Instructions for the task
Throughout the entries below, report every line where "frame" is found.

Exercise materials
▬▬▬▬▬▬▬▬▬▬

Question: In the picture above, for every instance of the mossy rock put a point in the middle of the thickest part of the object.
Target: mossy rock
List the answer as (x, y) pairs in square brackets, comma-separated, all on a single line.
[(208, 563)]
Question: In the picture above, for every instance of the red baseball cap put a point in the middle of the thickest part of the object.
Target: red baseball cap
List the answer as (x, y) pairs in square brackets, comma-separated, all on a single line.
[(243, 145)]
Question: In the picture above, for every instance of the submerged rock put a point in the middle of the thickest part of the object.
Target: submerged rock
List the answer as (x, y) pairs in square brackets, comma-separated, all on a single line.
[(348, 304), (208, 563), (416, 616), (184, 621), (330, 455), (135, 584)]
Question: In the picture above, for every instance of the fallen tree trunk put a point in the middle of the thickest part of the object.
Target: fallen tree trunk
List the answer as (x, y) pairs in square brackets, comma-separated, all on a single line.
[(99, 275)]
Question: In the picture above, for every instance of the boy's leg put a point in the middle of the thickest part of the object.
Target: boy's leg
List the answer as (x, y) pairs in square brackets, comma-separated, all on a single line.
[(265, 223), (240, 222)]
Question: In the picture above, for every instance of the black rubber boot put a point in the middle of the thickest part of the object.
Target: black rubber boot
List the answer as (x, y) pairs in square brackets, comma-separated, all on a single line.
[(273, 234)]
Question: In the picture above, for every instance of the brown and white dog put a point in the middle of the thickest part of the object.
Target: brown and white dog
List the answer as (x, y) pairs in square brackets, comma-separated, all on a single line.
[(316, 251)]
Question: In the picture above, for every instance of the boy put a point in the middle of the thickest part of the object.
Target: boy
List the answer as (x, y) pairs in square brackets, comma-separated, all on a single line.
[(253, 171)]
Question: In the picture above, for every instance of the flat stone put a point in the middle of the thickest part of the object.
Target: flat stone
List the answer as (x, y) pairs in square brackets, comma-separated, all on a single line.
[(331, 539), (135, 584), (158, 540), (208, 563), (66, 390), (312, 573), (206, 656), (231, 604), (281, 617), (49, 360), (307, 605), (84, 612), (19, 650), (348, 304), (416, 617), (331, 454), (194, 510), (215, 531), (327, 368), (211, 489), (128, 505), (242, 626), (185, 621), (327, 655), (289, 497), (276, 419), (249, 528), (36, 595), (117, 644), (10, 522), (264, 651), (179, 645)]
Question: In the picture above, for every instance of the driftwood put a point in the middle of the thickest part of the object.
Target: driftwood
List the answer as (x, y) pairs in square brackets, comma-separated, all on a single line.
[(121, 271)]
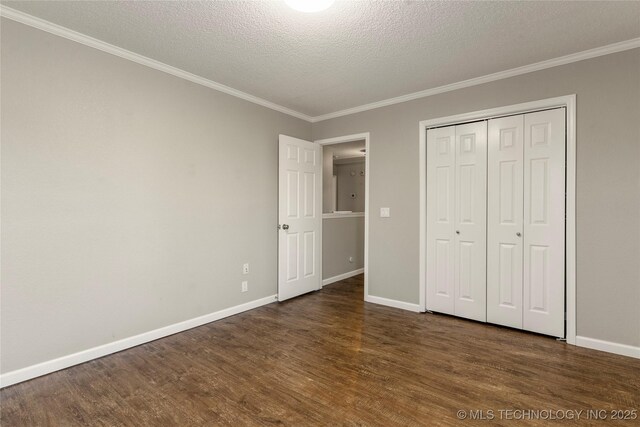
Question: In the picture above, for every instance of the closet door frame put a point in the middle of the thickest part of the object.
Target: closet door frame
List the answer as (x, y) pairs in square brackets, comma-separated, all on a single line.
[(569, 102)]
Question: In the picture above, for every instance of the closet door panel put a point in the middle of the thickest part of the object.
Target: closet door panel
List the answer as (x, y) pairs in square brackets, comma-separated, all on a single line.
[(544, 222), (505, 212), (440, 219), (470, 220)]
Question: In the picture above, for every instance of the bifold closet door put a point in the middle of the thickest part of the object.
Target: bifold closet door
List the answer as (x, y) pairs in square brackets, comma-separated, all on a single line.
[(505, 212), (544, 222), (456, 220), (526, 222), (470, 255), (441, 167)]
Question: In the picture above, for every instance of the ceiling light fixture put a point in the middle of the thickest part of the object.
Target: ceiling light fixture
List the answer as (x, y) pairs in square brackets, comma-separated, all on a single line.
[(309, 5)]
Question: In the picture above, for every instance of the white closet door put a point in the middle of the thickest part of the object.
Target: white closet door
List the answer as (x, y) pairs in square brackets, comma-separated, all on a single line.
[(470, 276), (544, 222), (505, 212), (440, 218)]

▬▬▬▬▬▬▬▬▬▬

Result of the exercise
Question: In the picture above, for every instance of the closet door frame put a point in the middle of the thickest part of the object.
Target: closet door frame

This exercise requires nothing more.